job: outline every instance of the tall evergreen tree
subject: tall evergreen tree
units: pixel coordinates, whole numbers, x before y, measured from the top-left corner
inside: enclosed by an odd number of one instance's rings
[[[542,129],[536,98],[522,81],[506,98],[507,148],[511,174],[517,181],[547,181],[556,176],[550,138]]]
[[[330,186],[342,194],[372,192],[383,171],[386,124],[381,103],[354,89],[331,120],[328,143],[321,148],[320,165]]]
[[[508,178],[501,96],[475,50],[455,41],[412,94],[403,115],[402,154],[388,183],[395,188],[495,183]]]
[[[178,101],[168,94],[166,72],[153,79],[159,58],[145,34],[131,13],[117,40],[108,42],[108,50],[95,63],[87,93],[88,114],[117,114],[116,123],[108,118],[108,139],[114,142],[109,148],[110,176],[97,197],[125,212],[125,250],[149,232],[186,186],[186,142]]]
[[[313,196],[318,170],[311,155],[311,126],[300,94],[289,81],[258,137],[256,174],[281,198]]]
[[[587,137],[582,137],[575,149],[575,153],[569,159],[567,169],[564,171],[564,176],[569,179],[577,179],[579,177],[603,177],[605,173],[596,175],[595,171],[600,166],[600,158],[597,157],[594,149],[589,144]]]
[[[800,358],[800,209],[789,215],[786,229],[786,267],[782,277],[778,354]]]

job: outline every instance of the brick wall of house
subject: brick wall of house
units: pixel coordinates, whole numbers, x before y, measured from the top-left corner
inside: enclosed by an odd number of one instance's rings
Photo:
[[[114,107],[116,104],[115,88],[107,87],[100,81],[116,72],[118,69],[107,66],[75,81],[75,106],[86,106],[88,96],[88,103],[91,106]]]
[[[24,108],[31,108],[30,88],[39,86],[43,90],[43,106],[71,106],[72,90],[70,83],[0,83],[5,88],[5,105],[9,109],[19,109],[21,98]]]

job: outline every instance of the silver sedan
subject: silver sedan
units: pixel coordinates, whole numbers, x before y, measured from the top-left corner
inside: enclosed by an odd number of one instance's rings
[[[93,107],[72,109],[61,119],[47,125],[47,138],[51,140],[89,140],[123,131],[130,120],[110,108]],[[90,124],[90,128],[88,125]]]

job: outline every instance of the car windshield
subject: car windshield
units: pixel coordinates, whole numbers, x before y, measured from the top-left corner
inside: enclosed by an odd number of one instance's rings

**Work order**:
In the entries above, how many lines hold the word "tree"? Answer with the number only.

**Task solution**:
2